[start of Supplied data]

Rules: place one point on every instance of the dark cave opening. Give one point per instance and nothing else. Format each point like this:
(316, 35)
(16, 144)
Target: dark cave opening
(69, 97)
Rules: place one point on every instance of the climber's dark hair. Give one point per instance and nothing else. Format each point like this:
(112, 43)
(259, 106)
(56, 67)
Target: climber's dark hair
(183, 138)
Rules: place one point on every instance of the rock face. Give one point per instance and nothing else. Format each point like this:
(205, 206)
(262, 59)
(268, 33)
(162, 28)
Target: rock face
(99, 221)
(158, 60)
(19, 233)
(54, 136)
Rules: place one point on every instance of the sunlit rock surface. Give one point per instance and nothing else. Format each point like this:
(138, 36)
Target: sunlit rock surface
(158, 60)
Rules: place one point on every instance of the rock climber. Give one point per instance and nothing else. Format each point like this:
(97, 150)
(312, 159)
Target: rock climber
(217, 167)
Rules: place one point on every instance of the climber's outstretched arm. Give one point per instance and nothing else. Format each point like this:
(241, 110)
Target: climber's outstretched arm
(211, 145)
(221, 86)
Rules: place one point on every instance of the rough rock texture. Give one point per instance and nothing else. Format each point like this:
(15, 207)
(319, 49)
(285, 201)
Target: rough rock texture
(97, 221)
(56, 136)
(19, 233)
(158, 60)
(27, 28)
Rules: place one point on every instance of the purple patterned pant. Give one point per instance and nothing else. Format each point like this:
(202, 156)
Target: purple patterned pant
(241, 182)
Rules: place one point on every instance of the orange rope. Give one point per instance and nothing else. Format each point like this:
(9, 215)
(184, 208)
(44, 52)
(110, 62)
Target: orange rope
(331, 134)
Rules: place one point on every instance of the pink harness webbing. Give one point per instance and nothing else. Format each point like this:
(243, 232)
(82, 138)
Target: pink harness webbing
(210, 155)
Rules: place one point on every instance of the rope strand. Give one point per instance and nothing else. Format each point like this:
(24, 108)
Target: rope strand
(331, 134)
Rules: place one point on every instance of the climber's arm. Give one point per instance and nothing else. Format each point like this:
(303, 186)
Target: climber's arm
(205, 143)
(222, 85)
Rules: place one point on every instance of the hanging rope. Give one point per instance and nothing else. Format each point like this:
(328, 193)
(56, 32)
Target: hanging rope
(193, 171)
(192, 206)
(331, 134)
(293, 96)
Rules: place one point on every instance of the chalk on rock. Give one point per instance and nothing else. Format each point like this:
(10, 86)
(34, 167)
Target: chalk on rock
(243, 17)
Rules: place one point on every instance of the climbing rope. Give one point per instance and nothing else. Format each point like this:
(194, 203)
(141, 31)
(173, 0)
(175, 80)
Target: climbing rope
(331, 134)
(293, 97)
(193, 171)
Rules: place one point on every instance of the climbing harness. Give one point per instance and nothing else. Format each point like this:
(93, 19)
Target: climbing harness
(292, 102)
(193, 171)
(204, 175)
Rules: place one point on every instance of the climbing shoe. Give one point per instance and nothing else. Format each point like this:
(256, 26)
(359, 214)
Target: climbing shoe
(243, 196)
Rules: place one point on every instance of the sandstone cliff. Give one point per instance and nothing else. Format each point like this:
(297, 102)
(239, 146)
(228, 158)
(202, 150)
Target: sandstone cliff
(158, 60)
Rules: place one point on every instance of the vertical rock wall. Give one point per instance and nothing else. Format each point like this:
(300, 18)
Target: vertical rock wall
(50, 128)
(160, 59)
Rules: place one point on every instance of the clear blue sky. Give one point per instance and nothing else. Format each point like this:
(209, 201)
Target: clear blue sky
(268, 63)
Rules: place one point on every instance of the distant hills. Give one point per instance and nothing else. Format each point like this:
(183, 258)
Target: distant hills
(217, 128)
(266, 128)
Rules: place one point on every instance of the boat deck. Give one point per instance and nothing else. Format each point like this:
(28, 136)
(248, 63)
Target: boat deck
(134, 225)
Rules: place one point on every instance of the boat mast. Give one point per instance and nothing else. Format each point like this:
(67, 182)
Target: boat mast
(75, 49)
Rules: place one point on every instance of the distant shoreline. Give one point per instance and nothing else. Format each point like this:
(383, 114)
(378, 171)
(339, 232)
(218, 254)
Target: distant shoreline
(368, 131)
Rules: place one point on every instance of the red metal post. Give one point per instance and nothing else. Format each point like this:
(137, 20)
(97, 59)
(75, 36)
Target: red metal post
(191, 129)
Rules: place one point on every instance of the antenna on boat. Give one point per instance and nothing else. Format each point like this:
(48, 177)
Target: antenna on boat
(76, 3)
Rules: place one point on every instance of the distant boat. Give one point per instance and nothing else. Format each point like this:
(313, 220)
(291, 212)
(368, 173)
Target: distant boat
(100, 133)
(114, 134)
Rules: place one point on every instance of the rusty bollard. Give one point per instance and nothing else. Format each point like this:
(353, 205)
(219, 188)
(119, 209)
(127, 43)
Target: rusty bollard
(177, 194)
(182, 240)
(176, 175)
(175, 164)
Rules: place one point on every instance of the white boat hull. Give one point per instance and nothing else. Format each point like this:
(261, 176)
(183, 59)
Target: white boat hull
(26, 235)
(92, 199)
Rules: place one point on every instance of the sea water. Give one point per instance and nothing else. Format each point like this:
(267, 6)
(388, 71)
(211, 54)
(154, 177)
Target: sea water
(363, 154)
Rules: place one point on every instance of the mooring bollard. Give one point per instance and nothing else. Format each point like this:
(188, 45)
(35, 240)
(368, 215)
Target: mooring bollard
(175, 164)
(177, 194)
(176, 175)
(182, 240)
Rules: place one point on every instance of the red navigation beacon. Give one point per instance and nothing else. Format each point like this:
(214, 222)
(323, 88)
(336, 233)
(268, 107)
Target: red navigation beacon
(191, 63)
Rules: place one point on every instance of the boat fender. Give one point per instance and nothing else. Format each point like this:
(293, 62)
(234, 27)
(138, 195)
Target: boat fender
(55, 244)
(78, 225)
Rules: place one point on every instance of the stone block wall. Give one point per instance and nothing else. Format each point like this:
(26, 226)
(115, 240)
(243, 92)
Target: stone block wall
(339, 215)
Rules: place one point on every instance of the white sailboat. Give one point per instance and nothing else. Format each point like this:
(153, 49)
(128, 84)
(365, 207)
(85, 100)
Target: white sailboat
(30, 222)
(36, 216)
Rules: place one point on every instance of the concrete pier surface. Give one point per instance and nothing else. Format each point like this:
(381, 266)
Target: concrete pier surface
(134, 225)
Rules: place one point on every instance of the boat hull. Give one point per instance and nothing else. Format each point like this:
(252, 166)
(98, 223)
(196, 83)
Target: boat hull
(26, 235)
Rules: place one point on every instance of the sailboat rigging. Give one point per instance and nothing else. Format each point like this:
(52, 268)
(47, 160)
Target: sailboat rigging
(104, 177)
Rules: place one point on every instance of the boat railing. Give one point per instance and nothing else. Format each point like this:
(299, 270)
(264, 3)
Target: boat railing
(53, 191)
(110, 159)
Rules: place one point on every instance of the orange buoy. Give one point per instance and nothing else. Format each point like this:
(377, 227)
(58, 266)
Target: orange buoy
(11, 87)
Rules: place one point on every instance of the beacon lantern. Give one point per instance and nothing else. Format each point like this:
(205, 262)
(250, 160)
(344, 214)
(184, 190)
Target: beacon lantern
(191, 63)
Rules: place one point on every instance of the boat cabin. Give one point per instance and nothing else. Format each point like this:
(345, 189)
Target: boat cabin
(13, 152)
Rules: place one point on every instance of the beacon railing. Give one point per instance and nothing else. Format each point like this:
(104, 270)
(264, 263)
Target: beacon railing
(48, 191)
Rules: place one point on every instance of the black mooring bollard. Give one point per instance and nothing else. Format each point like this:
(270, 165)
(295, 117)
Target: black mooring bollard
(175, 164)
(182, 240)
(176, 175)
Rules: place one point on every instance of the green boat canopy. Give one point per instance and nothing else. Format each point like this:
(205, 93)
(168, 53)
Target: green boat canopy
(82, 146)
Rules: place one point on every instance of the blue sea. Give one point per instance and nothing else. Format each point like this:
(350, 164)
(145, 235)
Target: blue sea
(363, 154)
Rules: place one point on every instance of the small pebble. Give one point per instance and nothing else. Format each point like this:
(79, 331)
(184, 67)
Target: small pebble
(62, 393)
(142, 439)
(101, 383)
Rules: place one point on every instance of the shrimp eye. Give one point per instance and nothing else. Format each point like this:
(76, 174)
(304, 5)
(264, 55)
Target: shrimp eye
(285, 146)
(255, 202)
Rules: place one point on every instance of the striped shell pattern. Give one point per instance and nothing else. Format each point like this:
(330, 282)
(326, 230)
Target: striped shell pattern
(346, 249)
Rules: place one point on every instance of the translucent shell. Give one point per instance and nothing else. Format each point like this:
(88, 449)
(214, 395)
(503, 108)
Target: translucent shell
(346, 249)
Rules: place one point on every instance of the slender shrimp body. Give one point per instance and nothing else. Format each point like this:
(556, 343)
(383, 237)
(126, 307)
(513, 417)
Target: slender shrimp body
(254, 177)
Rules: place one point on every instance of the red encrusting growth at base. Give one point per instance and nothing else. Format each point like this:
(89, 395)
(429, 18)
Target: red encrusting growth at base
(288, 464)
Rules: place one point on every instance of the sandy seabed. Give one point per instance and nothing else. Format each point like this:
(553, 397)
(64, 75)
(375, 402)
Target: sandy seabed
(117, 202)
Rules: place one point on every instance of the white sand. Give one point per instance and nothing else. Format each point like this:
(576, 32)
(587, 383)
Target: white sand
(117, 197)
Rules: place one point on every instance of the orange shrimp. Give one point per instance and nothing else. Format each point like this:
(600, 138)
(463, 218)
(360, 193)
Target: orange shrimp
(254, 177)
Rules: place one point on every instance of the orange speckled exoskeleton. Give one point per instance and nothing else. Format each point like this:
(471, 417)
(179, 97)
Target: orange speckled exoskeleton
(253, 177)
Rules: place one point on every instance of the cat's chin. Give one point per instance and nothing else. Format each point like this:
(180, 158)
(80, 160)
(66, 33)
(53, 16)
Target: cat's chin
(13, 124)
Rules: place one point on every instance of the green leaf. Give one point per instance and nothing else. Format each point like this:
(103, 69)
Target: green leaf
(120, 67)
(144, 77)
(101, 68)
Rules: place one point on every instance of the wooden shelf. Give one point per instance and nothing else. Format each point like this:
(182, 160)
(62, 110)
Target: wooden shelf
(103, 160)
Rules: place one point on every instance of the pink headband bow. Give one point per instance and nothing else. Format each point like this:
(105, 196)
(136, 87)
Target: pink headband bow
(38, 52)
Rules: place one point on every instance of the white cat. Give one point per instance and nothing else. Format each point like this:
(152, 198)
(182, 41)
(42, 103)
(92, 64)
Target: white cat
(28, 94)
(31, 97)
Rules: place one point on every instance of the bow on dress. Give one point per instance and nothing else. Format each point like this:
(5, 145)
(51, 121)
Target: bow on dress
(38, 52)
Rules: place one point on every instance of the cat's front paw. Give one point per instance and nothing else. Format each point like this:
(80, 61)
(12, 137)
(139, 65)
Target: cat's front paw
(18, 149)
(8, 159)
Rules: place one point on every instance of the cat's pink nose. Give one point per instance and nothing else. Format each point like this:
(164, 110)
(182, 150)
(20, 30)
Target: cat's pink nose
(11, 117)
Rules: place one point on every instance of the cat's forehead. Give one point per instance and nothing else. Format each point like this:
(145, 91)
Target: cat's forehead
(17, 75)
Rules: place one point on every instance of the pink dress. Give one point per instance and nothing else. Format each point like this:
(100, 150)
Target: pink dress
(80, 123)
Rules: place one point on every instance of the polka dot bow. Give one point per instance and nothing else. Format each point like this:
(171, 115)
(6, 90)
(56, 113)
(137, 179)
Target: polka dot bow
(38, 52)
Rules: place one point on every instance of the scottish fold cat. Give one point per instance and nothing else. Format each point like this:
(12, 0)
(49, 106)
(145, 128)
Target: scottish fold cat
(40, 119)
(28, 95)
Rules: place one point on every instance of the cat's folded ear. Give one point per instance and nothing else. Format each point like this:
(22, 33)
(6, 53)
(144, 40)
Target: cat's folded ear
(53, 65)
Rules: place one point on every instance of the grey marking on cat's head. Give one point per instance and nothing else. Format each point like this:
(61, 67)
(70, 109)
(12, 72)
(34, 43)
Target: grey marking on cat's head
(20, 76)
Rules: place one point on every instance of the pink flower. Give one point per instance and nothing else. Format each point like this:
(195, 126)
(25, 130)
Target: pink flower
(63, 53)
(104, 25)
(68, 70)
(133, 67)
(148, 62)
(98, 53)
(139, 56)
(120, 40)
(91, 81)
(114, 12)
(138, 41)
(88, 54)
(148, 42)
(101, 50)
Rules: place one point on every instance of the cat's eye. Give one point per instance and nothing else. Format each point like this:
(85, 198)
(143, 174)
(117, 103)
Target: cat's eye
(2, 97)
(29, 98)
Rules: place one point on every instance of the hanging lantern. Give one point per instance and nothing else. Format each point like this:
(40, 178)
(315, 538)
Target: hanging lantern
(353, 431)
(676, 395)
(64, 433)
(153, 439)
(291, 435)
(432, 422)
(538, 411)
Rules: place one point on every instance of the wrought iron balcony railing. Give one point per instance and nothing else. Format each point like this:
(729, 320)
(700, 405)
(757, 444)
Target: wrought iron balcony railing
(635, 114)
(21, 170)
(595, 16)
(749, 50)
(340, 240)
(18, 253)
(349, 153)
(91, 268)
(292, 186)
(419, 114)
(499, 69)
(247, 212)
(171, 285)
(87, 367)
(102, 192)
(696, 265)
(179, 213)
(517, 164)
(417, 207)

[end of Supplied data]

• _Directions_
Starting with the line that contains "Rules: place one point on every instance of the pink flower." and going on through the last of the rows, write out every line again, shifting each answer coordinate by adding 139 to it. Leave the rule lines and their sample coordinates unchanged.

• _Response below_
Rules: place one point on every instance of the pink flower. Give one point per instance and nothing else. Format each point like this:
(195, 126)
(25, 130)
Target: pink flower
(202, 192)
(243, 164)
(207, 209)
(272, 206)
(287, 201)
(237, 192)
(278, 195)
(259, 179)
(230, 220)
(253, 151)
(277, 180)
(227, 193)
(287, 181)
(240, 189)
Rules: place one point on every instance of the cat's eye. Give one point per instance and nothing else. Format each point like this:
(85, 198)
(143, 174)
(117, 103)
Target: cat's eye
(141, 236)
(168, 237)
Rules: place one point on every instance of the hanging lantern. Give one point per instance and nothing else. Format each point like this:
(40, 178)
(315, 538)
Target: hanging lantern
(492, 570)
(815, 534)
(203, 572)
(292, 578)
(430, 574)
(571, 561)
(677, 550)
Rules: place one point on every instance of the wrought iron balcony railing. Give one point per instance and nothing else. Format each point like this:
(729, 320)
(700, 405)
(757, 444)
Target: wrought iron balcony railing
(774, 253)
(160, 309)
(734, 155)
(888, 189)
(479, 379)
(157, 392)
(488, 292)
(230, 407)
(431, 325)
(558, 253)
(638, 208)
(386, 351)
(310, 424)
(226, 506)
(241, 331)
(835, 404)
(318, 352)
(656, 303)
(556, 346)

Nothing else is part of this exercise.